■ **Work request**:
Each entry below must be repeated exactly, with pictures left out.

====== Records shown ======

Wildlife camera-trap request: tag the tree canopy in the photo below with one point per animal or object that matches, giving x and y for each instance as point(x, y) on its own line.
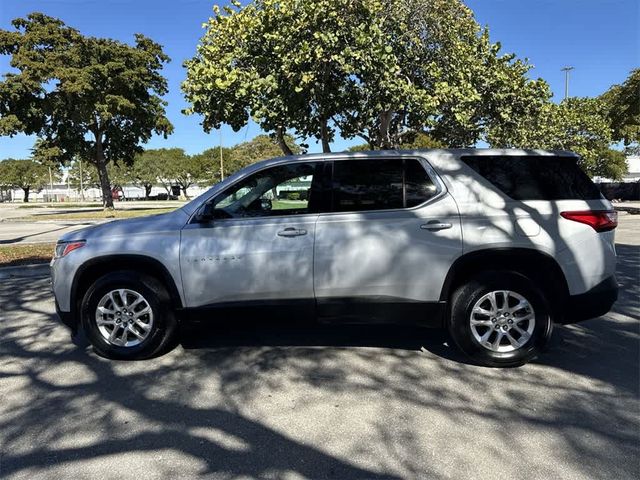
point(623, 110)
point(378, 70)
point(93, 97)
point(576, 124)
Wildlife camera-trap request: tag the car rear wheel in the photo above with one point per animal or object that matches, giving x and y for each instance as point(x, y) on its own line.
point(128, 316)
point(500, 319)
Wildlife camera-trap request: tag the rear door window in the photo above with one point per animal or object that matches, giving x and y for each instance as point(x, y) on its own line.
point(379, 184)
point(535, 177)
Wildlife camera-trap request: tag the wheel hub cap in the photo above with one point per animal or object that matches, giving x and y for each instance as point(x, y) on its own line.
point(502, 321)
point(124, 317)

======

■ **Expected answer**:
Wildlife camera-trap request: tag the tree canopy in the photo below with one point per animal or object that matches, giving x and y for each instance as point(x, y) on its own line.
point(623, 110)
point(378, 70)
point(93, 97)
point(576, 124)
Wildlife camera-trap request: tag the car rear wheel in the photo above with one point per animal or object that matches, giving x and y for each instance as point(x, y) on its own line.
point(128, 316)
point(500, 319)
Wildlife camera-trap request: tag the rear door window in the photo above with one point per animal or object that matches, giving x and y for each instance as point(x, y) on its own line.
point(379, 184)
point(535, 177)
Wildlife camera-trap request: tag the wheel hub cap in the photo above with one point per animal or object that matches, giving x and y for each instance as point(x, y) on its own line.
point(502, 321)
point(124, 317)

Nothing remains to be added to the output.